[Passage]

OrderedDict not needed, and question and comment
A. @vthorsteinsson I see you added OrderedDict (and OrderedSet) in late 2019, when 3.6 was around without dict then not ordered by default.
If you only support 3.7 and higher, then it seems you can simplify the code, not sure if it will be faster, hopefully:
https://stackoverflow.com/questions/1653970/does-python-have-an-ordered-set
The answer is no, but as of Python 3.7 you can use the simple dict from the Python standard library with just keys (and values as None) for the same purpose.
https://github.com/mideind/Tokenizer/commit/946ffc7424d2b8be27fff6bd725ebae259fb2323
https://docs.python.org/3/library/collections.html
Ordered dictionaries are just like regular dictionaries but have some extra capabilities relating to ordering operations. They have become less important now that the built-in dict class gained the ability to remember insertion order (this new behavior became guaranteed in Python 3.7).
[make sure to read the rest there.]
https://deepsource.com/blog/python-performance-three-easy-tips
When initializing a new dictionary, using {} is much more performant than calling the dict built-in.
https://stackoverflow.com/questions/18422995/why-is-ordereddict-10x-slower-than-dict-and-list
B. I was looking up tokenization [list], i.e. BPE etc. for LLMs, and dropped in on your repo my accident. Such tokenizers were made first for English, mostly made optimal for it, and Icelandic and German an afterthought if that, Chinese has at least been worked on. I agree with Karpathy, I want tokenizers gone, at least in the long run, they are a solution, but also a problem for current LLMs. Do you do any work on such/LLMs?

[Information provided]
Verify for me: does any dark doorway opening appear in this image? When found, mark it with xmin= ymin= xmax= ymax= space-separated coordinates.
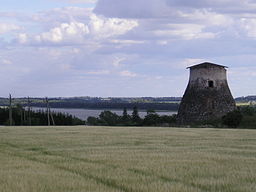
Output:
xmin=208 ymin=81 xmax=214 ymax=88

[Exercise] Could you transcribe the OrderedDict thread from "OrderedDict not needed, and" up to and including "the same purpose."?

[Exercise answer]
OrderedDict not needed, and question and comment
A. @vthorsteinsson I see you added OrderedDict (and OrderedSet) in late 2019, when 3.6 was around without dict then not ordered by default.
If you only support 3.7 and higher, then it seems you can simplify the code, not sure if it will be faster, hopefully:
https://stackoverflow.com/questions/1653970/does-python-have-an-ordered-set
The answer is no, but as of Python 3.7 you can use the simple dict from the Python standard library with just keys (and values as None) for the same purpose.